■ Texte à lire ■
________________

Cette thèse de doctorat cherche à retracer le processus par lequel la société québécoise du milieu du xixe siècle assimile cette technologie nouvelle que constitue le chemin de fer, au cours du demi-siècle qui suit la genèse de la première compagnie ferroviaire canadienne. En s’inspirant à la fois de l’histoire culturelle européenne et de la sociologie des techniques, l’auteur décrit cette assimilation comme une « ferroviarisation ».

________________

■ Données recueillies ■
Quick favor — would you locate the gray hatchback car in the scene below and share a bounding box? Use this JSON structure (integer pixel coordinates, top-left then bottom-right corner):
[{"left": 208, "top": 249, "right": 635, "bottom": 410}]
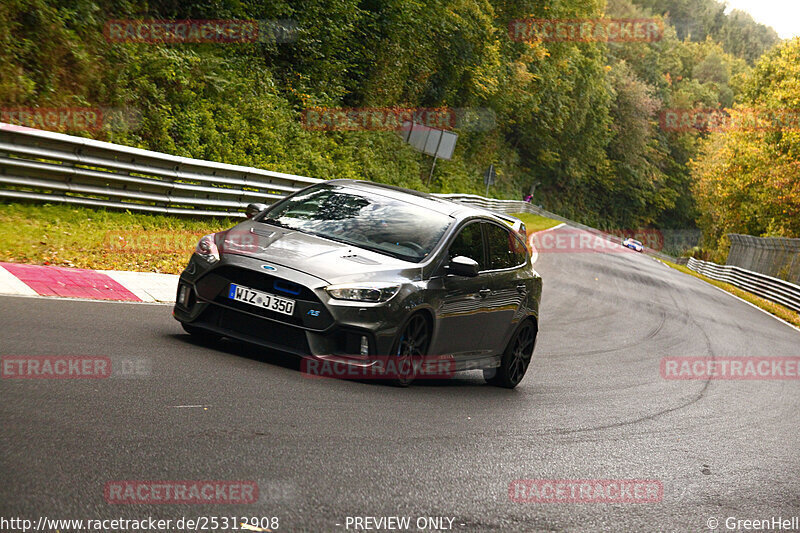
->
[{"left": 173, "top": 180, "right": 542, "bottom": 388}]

________________

Résumez en deux phrases le texte sur le chemin de fer au Québec présenté plus haut.

■ Tâche accomplie ■
Cette thèse de doctorat vise à retracer comment la société québécoise du milieu du xixe siècle a assimilé le chemin de fer pendant le demi-siècle qui suit la naissance de la première compagnie ferroviaire canadienne. En s'inspirant de l'histoire culturelle européenne et de la sociologie des techniques, elle décrit cette assimilation comme une « ferroviarisation ».